+++ Exercise data
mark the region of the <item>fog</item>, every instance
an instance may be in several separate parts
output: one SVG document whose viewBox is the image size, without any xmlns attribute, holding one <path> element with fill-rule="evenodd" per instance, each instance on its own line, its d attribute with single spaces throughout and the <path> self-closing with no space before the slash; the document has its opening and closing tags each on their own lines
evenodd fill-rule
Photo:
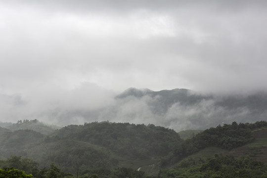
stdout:
<svg viewBox="0 0 267 178">
<path fill-rule="evenodd" d="M 215 98 L 161 111 L 158 98 L 115 96 L 131 87 L 214 96 L 266 91 L 267 5 L 1 1 L 0 121 L 109 120 L 178 130 L 266 119 L 264 110 L 253 117 L 251 108 L 229 108 Z"/>
</svg>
++++++
» To do: Print every row above line for line and without alteration, omitting the pictures.

» Exercise solution:
mark the region of the <item>fog</item>, every instance
an instance may be in several separate parts
output: one SVG document whose viewBox is the image size, without any xmlns attribute, holding one <path> element with fill-rule="evenodd" per instance, each instance on its own line, its d attribute with single spaces throughout and the <path> self-closing with no space before the slash; the document has its opening and closing tags each on their own lines
evenodd fill-rule
Photo:
stdout:
<svg viewBox="0 0 267 178">
<path fill-rule="evenodd" d="M 215 98 L 161 111 L 158 98 L 115 96 L 131 87 L 214 96 L 266 91 L 267 5 L 1 1 L 0 121 L 109 120 L 178 130 L 266 119 L 264 110 L 253 117 L 251 108 L 229 108 Z"/>
</svg>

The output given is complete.